#### TASK:
Isolate every line in the records below with "light" in it.

#### SUPPLIED RECORDS:
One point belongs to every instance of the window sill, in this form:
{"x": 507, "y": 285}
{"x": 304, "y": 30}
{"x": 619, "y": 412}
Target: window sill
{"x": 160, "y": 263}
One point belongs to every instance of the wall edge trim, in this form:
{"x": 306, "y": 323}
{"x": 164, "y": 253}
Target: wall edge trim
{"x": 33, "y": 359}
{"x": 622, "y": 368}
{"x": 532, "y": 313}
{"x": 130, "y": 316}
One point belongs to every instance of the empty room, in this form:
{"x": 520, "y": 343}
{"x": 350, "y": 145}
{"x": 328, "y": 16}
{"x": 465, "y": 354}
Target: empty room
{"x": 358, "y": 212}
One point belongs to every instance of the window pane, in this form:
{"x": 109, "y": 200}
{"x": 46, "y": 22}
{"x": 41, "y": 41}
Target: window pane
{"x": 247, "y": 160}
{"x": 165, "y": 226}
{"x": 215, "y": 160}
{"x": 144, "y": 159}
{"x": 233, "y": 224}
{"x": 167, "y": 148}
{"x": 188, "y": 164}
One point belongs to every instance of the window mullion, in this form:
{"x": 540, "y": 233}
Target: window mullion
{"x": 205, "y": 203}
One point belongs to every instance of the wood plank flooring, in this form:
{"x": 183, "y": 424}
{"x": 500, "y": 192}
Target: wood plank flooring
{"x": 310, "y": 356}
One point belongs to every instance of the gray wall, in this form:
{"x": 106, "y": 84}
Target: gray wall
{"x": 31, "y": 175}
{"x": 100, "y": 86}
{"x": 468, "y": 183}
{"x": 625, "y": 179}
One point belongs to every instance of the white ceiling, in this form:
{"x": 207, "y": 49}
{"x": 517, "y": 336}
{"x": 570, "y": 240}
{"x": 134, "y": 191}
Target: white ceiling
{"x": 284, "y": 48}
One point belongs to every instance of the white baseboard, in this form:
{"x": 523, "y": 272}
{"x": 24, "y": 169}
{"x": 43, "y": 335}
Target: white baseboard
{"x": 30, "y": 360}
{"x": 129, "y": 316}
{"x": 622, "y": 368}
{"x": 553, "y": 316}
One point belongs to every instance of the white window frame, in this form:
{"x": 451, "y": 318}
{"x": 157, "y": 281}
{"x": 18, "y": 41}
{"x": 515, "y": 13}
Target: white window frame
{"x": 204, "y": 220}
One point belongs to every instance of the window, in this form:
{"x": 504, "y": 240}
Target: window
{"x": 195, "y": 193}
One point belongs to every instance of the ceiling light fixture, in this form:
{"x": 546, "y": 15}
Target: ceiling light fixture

#### SOLUTION TO THE EXERCISE:
One point belongs to every instance of the ceiling light fixture, in this form:
Target: ceiling light fixture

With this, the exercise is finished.